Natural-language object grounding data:
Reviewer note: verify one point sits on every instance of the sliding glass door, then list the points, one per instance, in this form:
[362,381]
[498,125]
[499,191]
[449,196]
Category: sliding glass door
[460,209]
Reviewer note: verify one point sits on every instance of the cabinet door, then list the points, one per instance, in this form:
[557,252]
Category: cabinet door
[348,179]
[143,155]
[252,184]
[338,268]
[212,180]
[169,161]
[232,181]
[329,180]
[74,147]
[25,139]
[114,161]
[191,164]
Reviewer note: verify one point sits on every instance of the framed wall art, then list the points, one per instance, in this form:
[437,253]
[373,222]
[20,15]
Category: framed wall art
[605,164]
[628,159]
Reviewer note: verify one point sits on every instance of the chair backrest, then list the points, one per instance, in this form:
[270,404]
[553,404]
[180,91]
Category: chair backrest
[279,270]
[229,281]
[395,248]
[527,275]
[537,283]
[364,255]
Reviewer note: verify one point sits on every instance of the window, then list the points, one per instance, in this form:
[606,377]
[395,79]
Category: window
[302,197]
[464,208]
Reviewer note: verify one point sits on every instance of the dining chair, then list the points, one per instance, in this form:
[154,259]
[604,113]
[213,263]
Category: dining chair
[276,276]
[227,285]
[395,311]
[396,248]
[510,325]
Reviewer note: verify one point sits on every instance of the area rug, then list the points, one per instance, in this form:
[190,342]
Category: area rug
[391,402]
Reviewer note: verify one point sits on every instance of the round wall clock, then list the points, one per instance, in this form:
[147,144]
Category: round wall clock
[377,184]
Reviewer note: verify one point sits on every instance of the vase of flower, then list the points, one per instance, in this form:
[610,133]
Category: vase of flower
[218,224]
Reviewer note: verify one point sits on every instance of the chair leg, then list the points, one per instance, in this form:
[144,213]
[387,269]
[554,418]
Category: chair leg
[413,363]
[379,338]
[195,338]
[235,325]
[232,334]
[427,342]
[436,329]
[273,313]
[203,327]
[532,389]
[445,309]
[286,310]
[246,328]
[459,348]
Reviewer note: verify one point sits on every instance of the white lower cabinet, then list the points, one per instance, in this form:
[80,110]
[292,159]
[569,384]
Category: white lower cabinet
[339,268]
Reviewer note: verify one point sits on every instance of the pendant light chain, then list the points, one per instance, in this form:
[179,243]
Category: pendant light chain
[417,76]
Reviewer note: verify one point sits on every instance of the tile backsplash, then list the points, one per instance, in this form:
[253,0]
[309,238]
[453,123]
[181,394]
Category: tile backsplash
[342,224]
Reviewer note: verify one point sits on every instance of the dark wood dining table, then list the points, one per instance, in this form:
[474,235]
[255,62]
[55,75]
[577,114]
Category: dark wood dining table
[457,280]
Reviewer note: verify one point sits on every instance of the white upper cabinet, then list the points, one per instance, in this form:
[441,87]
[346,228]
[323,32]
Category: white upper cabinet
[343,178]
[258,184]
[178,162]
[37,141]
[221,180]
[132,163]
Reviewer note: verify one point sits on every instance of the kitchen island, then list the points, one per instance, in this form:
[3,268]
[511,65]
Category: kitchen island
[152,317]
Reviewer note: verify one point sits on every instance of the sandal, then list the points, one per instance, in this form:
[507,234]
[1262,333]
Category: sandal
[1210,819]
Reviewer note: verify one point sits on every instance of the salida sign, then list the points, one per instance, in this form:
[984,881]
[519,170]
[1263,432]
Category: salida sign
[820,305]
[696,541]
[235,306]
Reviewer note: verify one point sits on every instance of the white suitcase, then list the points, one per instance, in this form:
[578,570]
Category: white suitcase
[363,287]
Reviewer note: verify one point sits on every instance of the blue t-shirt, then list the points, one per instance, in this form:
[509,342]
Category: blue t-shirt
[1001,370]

WORK TASK
Exactly as written, give the line containing "of the blue" and all remaining lines of the records.

EXERCISE ANSWER
Reviewer note: verify one point sits on every instance of the blue t-shirt, then list the points, one per instance, in this form:
[509,342]
Category: blue t-shirt
[1001,370]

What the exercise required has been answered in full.